═════ Input data

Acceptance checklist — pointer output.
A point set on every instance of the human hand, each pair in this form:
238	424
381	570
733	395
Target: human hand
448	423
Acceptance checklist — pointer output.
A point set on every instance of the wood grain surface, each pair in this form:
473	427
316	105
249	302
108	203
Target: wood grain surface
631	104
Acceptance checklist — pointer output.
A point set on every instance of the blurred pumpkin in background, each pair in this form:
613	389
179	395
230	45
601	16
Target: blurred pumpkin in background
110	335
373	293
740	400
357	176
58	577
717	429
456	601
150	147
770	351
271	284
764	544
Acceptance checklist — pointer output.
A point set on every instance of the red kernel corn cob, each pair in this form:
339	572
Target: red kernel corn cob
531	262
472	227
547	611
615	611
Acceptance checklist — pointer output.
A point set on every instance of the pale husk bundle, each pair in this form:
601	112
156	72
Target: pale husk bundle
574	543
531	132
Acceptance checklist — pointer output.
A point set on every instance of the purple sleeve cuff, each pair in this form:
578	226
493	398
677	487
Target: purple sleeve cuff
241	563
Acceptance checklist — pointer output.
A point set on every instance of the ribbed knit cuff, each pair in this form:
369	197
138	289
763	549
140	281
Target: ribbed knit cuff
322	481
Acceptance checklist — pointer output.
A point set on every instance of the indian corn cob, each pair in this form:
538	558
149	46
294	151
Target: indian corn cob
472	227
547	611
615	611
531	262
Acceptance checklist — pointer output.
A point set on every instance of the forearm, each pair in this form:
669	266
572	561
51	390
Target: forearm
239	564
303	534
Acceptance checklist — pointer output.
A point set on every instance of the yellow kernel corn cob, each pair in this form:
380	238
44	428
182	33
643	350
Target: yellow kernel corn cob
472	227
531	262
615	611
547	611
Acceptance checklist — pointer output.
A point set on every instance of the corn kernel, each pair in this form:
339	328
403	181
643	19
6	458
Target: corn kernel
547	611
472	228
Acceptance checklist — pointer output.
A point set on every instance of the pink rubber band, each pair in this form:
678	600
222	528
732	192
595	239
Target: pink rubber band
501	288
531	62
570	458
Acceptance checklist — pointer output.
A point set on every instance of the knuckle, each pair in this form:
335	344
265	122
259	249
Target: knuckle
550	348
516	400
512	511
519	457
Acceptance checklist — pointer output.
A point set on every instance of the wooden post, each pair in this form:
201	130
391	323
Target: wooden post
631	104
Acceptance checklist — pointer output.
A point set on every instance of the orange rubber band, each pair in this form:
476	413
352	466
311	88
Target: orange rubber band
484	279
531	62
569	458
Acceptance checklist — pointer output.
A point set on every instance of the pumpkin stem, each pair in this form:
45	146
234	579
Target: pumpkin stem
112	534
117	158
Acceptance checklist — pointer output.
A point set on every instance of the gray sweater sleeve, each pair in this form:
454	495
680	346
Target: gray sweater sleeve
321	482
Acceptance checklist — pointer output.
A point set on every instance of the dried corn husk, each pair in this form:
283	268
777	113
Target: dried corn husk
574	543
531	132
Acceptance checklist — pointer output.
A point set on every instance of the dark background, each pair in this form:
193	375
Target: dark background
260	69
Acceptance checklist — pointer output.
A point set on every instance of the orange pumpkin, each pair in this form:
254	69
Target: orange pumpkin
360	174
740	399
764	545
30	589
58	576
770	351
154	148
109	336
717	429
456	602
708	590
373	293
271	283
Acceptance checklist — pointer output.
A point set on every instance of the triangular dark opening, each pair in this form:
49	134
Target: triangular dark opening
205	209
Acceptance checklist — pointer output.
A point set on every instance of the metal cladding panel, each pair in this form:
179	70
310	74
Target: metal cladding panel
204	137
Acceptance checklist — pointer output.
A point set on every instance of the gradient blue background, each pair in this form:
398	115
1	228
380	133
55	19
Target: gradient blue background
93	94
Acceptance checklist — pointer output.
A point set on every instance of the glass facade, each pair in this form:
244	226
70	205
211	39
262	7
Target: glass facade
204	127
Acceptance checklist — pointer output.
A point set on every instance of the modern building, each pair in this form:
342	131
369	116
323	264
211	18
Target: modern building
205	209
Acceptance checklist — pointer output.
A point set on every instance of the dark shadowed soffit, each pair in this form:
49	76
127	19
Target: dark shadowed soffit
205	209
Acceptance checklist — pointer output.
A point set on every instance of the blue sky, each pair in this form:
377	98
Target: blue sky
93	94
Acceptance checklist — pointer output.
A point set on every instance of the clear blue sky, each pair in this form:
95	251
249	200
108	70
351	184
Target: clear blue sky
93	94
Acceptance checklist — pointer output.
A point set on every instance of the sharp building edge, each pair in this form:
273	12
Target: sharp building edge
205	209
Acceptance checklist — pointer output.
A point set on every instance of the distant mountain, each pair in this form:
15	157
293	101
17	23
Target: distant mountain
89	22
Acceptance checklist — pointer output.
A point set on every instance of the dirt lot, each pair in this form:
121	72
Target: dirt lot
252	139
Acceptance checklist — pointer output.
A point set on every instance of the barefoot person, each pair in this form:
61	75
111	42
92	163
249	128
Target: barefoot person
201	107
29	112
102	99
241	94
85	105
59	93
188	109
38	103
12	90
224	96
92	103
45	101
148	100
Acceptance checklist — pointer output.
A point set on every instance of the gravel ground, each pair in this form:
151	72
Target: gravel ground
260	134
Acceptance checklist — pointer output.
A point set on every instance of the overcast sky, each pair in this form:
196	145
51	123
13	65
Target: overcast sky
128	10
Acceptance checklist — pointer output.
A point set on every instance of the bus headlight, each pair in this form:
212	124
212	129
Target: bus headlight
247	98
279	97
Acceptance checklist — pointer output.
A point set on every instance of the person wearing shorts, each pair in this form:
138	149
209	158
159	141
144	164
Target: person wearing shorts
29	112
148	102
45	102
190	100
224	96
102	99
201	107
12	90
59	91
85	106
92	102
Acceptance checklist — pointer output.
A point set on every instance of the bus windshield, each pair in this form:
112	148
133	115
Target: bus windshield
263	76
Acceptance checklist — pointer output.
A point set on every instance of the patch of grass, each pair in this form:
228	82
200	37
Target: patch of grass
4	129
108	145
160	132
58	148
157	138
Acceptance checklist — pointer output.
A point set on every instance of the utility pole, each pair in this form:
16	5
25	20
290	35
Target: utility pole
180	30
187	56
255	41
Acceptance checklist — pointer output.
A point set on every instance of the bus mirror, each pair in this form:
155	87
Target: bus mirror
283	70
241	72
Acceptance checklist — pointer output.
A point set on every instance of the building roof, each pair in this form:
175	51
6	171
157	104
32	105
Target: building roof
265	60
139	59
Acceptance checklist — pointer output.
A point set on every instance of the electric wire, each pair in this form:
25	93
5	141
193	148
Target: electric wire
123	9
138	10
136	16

══════════

Please give each line above again, word for word.

# Completed exercise
Acceptance checklist — pointer output.
A point set on every instance of the human hand, each pair in this form:
238	424
381	570
733	395
Target: human hand
448	423
Acceptance checklist — pointer output.
A point set on every instance of the wood grain surface, each pair in this form:
473	427
316	105
249	302
108	203
Target: wood grain surface
631	104
Acceptance checklist — pointer output.
A point set on every instance of the blurred pumpkin in background, each pair in this form:
613	389
179	395
230	45
601	16
Target: blurred pumpkin in background
110	335
373	293
740	400
357	176
58	577
717	429
456	601
150	147
770	351
271	284
764	544
Acceptance checklist — pointer output.
A point set on every instance of the red kernel corn cob, each pair in this form:
339	572
Target: red kernel corn cob
531	262
472	227
547	611
615	611
Acceptance checklist — pointer output.
A point set on every instance of the pale husk bundle, each pair in this form:
601	112
156	72
Target: pale husk bundle
574	543
531	132
Acceptance checklist — pointer output.
A point set on every instance of the purple sleeve cuff, each pair in this form:
578	226
493	398
677	487
Target: purple sleeve cuff
241	563
Acceptance checklist — pointer output.
A point set on every instance of the ribbed knit cuff, each pair in this form:
369	197
138	289
763	549
140	281
Target: ribbed knit cuff
322	481
Acceptance checklist — pointer output.
A point set on every instance of the indian corn cob, each pair in this form:
538	558
149	46
294	151
Target: indian corn cob
472	227
547	611
615	611
531	262
Acceptance checklist — pointer output.
A point set on every instance of the forearm, each pair in this form:
669	266
572	561
51	390
Target: forearm
239	564
303	534
Acceptance checklist — pointer output.
A point set on every instance of the yellow kernel corn cob, each pair in this form:
380	238
44	428
182	33
643	350
Target: yellow kernel corn cob
472	227
531	262
615	611
547	611
Acceptance checklist — pointer output.
A point set on every instance of the corn kernel, each pair in this form:
339	328
403	181
643	19
6	458
Target: corn kernel
547	611
472	228
Acceptance checklist — pointer output.
A point set on every instance of the pink rubber band, each pair in this form:
678	600
222	528
732	192
595	239
Target: pink rubber band
501	288
531	62
570	458
Acceptance checklist — pointer output.
A point set on every instance of the knuckle, each pair in this form:
335	344
265	122
259	249
Target: knuckle
550	348
516	400
512	511
519	457
Acceptance checklist — pointer output.
A point set on every instance of the wooden post, each pair in this form:
201	130
391	323
Target: wooden post
631	104
Acceptance checklist — pointer output.
A point set on every instance of the orange rubber band, each pair in this form:
476	413
352	466
311	88
Target: orange rubber band
484	279
531	62
569	458
Acceptance checklist — pointer output.
A point set on every instance of the pumpkin stem, each pair in this form:
45	146
234	579
Target: pumpkin stem
112	534
117	158
Acceptance checklist — pointer output.
A point set on every instance of the gray sweater sleeve, each pair in this form:
454	495
680	346
Target: gray sweater sleeve
321	482
Acceptance checklist — pointer output.
A point set on every instance of the dried corn husk, each pair in this form:
283	268
777	113
Target: dried corn husk
574	543
531	132
Acceptance checklist — pointer output.
A point set on every instance of the dark background, each pair in this form:
193	375
Target: dark background
260	69
Acceptance checklist — pointer output.
A point set on every instance of the orange pumpkin, each pair in this form:
254	69
Target: orange pumpkin
360	174
740	399
764	545
30	589
58	576
770	351
154	148
109	336
717	429
456	602
708	590
373	293
271	283
Acceptance checklist — pointer output.
A point set on every instance of the triangular dark opening, each pair in this form:
49	134
Target: triangular dark opening
205	209
Acceptance checklist — pointer output.
A point set on every instance of the metal cladding panel, each pair in this form:
179	70
310	74
Target: metal cladding panel
204	137
Acceptance checklist — pointer output.
A point set on every instance of the gradient blue background, each pair in this form:
398	115
1	228
380	133
55	19
Target: gradient blue background
93	94
Acceptance checklist — pointer output.
A point set on every instance of the glass facade, each pair in this form:
244	226
70	205
211	39
262	7
Target: glass facade
204	127
Acceptance checklist — pointer output.
A point set on every instance of the modern building, each pair in this form:
342	131
369	116
323	264
211	18
Target: modern building
205	209
Acceptance checklist — pointer output.
A point set on every instance of the dark shadowed soffit, each pair in this form:
49	76
127	19
Target: dark shadowed soffit
205	209
Acceptance checklist — pointer output.
A point set on every instance of the blue sky, each pair in this form:
377	98
Target: blue sky
93	94
Acceptance checklist — pointer output.
A point set on every instance of the clear blue sky, each pair in this form:
95	251
249	200
108	70
351	184
Target: clear blue sky
93	94
Acceptance checklist — pointer output.
A point set on every instance of the sharp building edge, each pair in this form:
273	12
Target: sharp building edge
205	209
Acceptance checklist — pointer output.
A point set on every instance of the distant mountain, each pair in this form:
15	157
293	101
17	23
Target: distant mountain
89	22
Acceptance checklist — pointer output.
A point set on every instance of the dirt lot, each pair in this form:
121	72
Target: dirt lot
252	139
Acceptance checklist — pointer output.
A point set on every instance of the barefoot person, each pair in this form:
61	75
111	42
92	163
249	128
Target: barefoot person
201	107
29	112
102	99
241	94
85	105
59	93
188	109
38	103
12	90
224	96
92	103
45	101
148	100
Acceptance checklist — pointer output.
A point set on every instance of the gravel ground, each pair in this form:
151	72
Target: gravel ground
260	134
Acceptance checklist — pointer output.
A point set on every instance of the overcast sky, each pair in this form:
196	145
51	123
13	65
Target: overcast sky
128	10
Acceptance checklist — pointer output.
A point set on every instance of the bus headlight, each pair in this form:
212	124
212	129
Target: bus headlight
247	98
279	97
Acceptance checklist — pointer output.
A point set on every instance of the person wearing shorts, each pair in this form:
138	149
209	158
159	141
144	164
Target: person wearing shorts
29	112
148	102
45	102
190	100
224	96
102	99
201	107
12	90
59	91
85	106
92	102
Acceptance checklist — pointer output.
A point set on every instance of the bus windshield, each pair in this form:
112	148
133	115
Target: bus windshield
263	76
Acceptance checklist — pointer output.
A point set on every instance of the patch of grass, each pair in this form:
228	82
200	37
Target: patch of grass
4	129
108	145
160	132
58	148
157	138
Acceptance checklist — pointer output.
A point set on every instance of the utility pole, each pair in this form:
16	5
25	20
290	35
Target: utility pole
180	30
187	56
255	41
Acceptance checklist — pointer output.
A point set on every instance of the bus mirror, each pair in this form:
155	87
Target: bus mirror
283	70
241	72
Acceptance checklist — pointer output.
A point set on every instance of the building roof, each pair in this form:
175	51
6	171
157	104
32	105
Target: building roof
265	60
139	59
Acceptance checklist — pointer output.
A point set on every instance of the electric wire, each pair in this form:
25	93
5	141
193	148
Target: electric wire
123	9
138	10
136	16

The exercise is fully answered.